Return the lines below in which the string "drum" occurs.

Top of RECORDS TO PROCESS

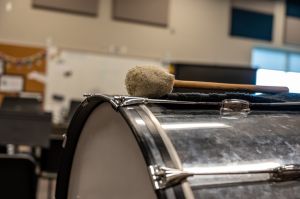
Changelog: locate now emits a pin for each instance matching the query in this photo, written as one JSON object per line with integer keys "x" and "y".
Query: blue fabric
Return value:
{"x": 293, "y": 8}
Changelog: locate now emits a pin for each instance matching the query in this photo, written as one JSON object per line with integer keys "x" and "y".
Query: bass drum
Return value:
{"x": 133, "y": 148}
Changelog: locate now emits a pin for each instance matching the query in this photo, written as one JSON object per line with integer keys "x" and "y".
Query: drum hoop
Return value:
{"x": 185, "y": 186}
{"x": 73, "y": 133}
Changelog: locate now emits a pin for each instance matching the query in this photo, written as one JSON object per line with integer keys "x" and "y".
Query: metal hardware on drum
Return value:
{"x": 121, "y": 101}
{"x": 164, "y": 177}
{"x": 64, "y": 140}
{"x": 235, "y": 107}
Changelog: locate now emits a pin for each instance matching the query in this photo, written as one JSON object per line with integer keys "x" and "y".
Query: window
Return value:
{"x": 277, "y": 68}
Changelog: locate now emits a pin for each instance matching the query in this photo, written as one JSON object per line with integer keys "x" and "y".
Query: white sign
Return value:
{"x": 11, "y": 83}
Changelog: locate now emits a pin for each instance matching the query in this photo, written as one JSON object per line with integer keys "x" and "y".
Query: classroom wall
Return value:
{"x": 71, "y": 74}
{"x": 198, "y": 31}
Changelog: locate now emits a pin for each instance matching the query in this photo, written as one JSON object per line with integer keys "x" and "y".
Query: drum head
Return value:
{"x": 108, "y": 162}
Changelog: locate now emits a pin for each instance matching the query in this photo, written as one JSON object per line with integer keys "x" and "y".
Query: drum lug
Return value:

Bottom of RECORDS TO PROCESS

> _WRITTEN SOLUTION_:
Query: bass drum
Query: drum hoop
Query: metal hardware on drum
Query: drum head
Query: drum lug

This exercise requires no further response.